Copy the listing from its first line through the line holding "point(126, 594)", inclusive, keeping the requests as they are and increasing every coordinate in the point answers by 72.

-- start --

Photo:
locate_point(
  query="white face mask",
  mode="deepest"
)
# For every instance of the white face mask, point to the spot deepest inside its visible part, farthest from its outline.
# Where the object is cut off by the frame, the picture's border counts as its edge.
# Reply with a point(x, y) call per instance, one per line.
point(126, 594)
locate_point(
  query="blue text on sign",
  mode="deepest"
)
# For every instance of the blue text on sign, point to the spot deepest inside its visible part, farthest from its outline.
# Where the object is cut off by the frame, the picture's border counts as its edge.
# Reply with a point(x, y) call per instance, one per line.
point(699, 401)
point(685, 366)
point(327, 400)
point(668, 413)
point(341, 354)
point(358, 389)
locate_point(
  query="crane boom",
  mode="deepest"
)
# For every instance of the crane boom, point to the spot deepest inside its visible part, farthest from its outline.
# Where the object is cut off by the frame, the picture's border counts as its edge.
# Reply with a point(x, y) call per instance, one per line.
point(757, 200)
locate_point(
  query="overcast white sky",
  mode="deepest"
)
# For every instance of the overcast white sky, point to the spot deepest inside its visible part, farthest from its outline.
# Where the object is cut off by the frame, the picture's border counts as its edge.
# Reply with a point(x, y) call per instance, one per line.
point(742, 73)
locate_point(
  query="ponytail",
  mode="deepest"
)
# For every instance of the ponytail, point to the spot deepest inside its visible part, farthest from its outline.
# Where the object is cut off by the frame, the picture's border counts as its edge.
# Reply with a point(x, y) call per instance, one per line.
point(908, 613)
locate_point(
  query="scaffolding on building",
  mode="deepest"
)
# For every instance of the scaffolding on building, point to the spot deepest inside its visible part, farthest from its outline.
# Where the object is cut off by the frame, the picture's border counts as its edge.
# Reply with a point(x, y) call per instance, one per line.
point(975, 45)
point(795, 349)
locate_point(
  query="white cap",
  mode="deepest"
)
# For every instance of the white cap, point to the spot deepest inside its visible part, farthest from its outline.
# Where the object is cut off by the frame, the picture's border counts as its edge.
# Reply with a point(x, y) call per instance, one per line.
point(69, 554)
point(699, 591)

-- end --

» Exercise response:
Photo:
locate_point(
  query="white face mask",
  mode="deepest"
)
# For every instance of the white face mask, point to the spot deepest inside its visible part, farthest from its outline.
# Where the object is cut off by the frame, the picture's border counts as its edge.
# Reply with a point(x, y) call per instance, one per line.
point(198, 666)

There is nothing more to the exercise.